### YOUR OBJECTIVE
Output the material below in full, exactly as it is.

### INPUT RECORDS

____

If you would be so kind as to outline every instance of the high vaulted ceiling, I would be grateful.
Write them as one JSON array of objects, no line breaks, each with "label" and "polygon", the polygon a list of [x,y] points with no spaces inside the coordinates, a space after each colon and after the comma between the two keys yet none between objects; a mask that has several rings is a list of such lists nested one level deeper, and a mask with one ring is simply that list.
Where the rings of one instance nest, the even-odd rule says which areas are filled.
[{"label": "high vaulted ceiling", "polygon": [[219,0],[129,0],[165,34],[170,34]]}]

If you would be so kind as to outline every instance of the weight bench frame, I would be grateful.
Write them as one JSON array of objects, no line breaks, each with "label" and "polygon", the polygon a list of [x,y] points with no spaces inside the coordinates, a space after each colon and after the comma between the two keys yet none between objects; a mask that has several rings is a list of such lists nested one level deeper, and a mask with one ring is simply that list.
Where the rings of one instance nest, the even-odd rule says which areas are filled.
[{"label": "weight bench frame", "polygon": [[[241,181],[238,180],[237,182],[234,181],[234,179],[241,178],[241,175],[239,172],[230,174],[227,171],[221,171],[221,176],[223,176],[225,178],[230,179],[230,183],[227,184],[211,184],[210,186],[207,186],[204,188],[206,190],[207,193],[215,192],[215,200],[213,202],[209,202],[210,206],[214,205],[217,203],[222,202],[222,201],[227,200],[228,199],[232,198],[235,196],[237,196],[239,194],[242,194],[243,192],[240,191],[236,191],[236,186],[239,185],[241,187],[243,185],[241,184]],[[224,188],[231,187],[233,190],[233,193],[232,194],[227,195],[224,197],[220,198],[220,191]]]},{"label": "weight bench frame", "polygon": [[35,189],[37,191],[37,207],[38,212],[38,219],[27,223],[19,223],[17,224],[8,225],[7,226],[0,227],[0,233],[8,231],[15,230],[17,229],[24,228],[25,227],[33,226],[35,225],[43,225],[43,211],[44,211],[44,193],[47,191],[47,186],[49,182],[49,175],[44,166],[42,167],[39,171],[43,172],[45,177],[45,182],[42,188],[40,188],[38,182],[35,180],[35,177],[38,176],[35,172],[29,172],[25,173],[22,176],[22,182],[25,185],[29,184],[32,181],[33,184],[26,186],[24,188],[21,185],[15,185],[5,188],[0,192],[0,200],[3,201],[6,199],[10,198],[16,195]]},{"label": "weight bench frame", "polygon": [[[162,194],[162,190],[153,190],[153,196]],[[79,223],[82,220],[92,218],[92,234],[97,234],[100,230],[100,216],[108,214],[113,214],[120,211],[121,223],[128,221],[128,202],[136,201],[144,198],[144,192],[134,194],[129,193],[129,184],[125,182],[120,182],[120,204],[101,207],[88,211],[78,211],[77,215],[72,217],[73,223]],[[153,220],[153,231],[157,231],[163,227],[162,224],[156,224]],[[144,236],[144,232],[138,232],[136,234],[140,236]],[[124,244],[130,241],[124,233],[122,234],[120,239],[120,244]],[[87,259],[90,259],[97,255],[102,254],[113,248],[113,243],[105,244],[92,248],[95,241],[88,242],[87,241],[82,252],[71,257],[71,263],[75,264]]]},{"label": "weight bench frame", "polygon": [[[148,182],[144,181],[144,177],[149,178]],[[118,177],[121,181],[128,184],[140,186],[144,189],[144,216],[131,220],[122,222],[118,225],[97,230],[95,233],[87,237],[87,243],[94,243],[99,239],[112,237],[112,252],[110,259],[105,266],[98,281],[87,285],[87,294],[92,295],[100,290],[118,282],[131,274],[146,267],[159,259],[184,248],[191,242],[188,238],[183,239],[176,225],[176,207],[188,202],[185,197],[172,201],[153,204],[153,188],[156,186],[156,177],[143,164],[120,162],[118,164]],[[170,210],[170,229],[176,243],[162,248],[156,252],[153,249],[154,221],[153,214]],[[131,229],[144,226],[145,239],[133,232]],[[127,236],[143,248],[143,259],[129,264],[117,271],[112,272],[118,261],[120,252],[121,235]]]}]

____

### RESULT OF THIS EXERCISE
If you would be so kind as to outline every instance of the high vaulted ceiling, I would be grateful.
Write them as one JSON array of objects, no line breaks, each with "label" and "polygon", the polygon a list of [x,y] points with no spaces inside the coordinates, a space after each colon and after the comma between the two keys yet none between objects; a mask that has several rings is a list of such lists nested one level deeper, and a mask with one ring is simply that list.
Where the rings of one instance nest, the even-odd rule says which areas are filled.
[{"label": "high vaulted ceiling", "polygon": [[219,0],[129,0],[165,34],[170,34]]}]

If you would be so kind as to outline every instance of the weight bench frame, I would be grateful.
Write them as one JSON array of objects, no line breaks, each with "label" and "polygon", the polygon a list of [x,y] points with no spaces inside the coordinates, a space after each colon and after the comma between the two keys yet none between objects; a mask that has several rings is a list of such lists nested one level deeper, and a mask with one ring is simply that list.
Where the rings of one instance nest, the even-odd rule says which areas are filled.
[{"label": "weight bench frame", "polygon": [[[241,181],[238,180],[237,182],[234,181],[234,179],[241,178],[241,175],[239,172],[230,174],[227,171],[221,171],[221,176],[223,176],[225,178],[230,179],[230,183],[227,184],[211,184],[210,186],[207,186],[204,188],[206,190],[207,193],[215,192],[215,200],[213,202],[209,202],[210,206],[214,205],[217,203],[222,202],[222,201],[227,200],[228,199],[232,198],[235,196],[237,196],[239,194],[242,194],[243,192],[240,191],[236,191],[236,186],[239,185],[241,187],[243,185],[241,184]],[[224,188],[231,187],[233,190],[233,193],[232,194],[227,195],[224,197],[220,198],[220,191]]]},{"label": "weight bench frame", "polygon": [[35,189],[37,191],[37,207],[38,212],[38,219],[27,223],[19,223],[17,224],[8,225],[7,226],[0,227],[0,233],[8,231],[15,230],[17,229],[24,228],[25,227],[33,226],[35,225],[43,225],[43,211],[44,211],[44,193],[47,191],[47,186],[49,182],[49,175],[44,166],[42,167],[39,171],[43,172],[45,177],[45,182],[42,188],[40,188],[38,182],[35,180],[35,177],[38,176],[35,172],[29,172],[25,173],[22,176],[22,182],[25,185],[29,184],[32,181],[33,184],[26,186],[24,188],[21,185],[15,185],[5,188],[0,192],[0,200],[3,201],[6,199],[10,198],[16,195]]},{"label": "weight bench frame", "polygon": [[[162,194],[162,190],[153,190],[153,196]],[[79,223],[82,220],[92,218],[92,234],[97,234],[100,230],[100,216],[108,214],[113,214],[120,211],[121,223],[128,221],[128,202],[136,201],[144,198],[144,192],[134,194],[129,193],[129,184],[125,182],[120,182],[120,204],[101,207],[88,211],[78,211],[77,215],[72,217],[73,223]],[[153,220],[153,231],[157,231],[163,227],[162,224],[156,224]],[[144,236],[144,232],[138,232],[136,234],[140,236]],[[124,244],[130,241],[124,233],[122,234],[120,239],[120,244]],[[87,259],[90,259],[97,255],[102,254],[113,248],[113,243],[105,244],[92,248],[95,241],[88,242],[87,241],[82,252],[71,257],[71,263],[75,264]]]},{"label": "weight bench frame", "polygon": [[[148,182],[144,181],[144,177],[149,178]],[[118,177],[121,181],[128,184],[140,186],[144,189],[144,216],[131,220],[122,222],[118,225],[97,230],[95,233],[87,237],[87,243],[94,243],[99,239],[112,237],[112,252],[110,259],[105,266],[98,281],[87,285],[87,294],[92,295],[100,290],[118,282],[131,274],[146,267],[159,259],[184,248],[191,242],[188,238],[183,239],[176,225],[176,207],[188,202],[185,197],[172,201],[153,204],[153,188],[156,186],[156,177],[143,164],[120,162],[118,164]],[[170,210],[170,229],[176,243],[162,248],[156,252],[153,249],[154,221],[153,214]],[[131,229],[144,226],[145,239],[133,232]],[[127,236],[143,248],[143,259],[129,264],[117,271],[112,272],[118,261],[120,252],[121,235]]]}]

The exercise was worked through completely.